PROMPT >> Please decide whether each statement agrees with the SATA exchange below, answering yes or no and quoting the exchange's deciding words. (a) A bus can be crowded without affecting transfer rates out of the disk subsystem. (b) The claim has been proven true by only one person. (c) The increase in transfer rate is credited to the slower bus.

DOCUMENT >>

Why? Because you heard someone else say so?
Because you _have_ to make a pissing contest out of _everything_?
Because it's true.
What's the point of spreading half-truths?
It's been proven true by many people, and if you had
bothered to read up on tech or test it yourself you'd have
also seen this.
Let's put it another way...
Why SATA or SATA II?
The increase in transfer rate from the faster bus, right?
What happens when a faster busses' sole interface to the
system is a SLOWER bus? What happens when that slower bus
has other traffic contention? Apparently you believe
there's a magic way to give a device more time on a bus than
is possible.
If you must than the truth about your desperate attempt to appear to
have a clue & the last word is "yes & no." A bus can be quite crowded
without affecting transfer rates out of the disk subsystem (as usually
is the case).
It can also effect the rate.
As I wrote, "yes and no".

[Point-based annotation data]
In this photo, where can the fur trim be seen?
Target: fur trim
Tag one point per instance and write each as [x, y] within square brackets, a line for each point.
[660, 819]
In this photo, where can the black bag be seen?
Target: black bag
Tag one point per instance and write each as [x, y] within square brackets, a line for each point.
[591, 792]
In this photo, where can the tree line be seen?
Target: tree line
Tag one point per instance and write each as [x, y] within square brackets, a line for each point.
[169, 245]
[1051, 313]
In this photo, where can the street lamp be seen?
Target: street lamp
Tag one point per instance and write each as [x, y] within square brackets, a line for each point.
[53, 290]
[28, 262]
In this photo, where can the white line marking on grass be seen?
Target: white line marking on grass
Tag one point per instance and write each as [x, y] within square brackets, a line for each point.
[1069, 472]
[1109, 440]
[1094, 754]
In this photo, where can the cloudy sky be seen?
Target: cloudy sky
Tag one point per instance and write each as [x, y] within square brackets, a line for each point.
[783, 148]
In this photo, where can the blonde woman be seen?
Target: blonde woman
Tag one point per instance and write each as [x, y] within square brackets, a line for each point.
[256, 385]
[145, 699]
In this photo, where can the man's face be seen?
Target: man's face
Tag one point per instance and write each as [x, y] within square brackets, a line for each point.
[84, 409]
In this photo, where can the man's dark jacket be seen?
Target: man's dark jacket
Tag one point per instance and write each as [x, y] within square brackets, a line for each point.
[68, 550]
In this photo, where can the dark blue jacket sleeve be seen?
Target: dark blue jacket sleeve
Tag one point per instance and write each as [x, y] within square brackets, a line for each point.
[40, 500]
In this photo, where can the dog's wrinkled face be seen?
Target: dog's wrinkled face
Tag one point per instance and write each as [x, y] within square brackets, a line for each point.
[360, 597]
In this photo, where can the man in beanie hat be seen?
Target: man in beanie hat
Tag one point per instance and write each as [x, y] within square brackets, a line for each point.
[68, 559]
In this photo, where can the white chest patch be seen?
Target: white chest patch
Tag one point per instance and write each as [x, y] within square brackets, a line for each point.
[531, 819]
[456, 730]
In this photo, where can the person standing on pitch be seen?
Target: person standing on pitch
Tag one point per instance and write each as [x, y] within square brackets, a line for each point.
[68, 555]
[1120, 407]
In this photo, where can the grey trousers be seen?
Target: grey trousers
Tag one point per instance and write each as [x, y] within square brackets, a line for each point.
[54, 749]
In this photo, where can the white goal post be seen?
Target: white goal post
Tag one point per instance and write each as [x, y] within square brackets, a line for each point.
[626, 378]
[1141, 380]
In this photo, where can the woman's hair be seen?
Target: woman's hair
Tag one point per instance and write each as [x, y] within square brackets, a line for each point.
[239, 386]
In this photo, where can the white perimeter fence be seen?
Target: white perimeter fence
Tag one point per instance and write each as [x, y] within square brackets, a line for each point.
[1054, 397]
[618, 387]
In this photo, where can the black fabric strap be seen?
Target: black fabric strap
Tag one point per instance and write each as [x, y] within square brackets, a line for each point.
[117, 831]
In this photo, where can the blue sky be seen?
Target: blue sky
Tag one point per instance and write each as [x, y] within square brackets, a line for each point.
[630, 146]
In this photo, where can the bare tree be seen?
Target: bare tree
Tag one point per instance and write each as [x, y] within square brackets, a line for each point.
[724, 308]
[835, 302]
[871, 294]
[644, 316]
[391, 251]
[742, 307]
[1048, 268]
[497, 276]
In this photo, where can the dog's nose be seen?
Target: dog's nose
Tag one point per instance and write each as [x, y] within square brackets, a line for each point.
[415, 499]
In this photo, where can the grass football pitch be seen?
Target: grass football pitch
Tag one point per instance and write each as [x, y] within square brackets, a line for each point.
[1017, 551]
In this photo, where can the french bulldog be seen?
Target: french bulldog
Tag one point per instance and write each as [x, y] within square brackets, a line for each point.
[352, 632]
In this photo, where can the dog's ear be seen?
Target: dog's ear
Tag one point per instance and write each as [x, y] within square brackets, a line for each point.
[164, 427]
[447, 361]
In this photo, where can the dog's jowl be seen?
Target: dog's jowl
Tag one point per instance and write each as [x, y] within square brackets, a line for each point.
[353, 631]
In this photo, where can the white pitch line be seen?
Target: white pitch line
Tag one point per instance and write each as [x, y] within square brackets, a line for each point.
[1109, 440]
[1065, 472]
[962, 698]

THE RESULT >>
(a) Yes: "A bus can be quite crowded without affecting transfer rates out of the disk subsystem"
(b) No: "It's been proven true by many people"
(c) No: "The increase in transfer rate from the faster bus, right?"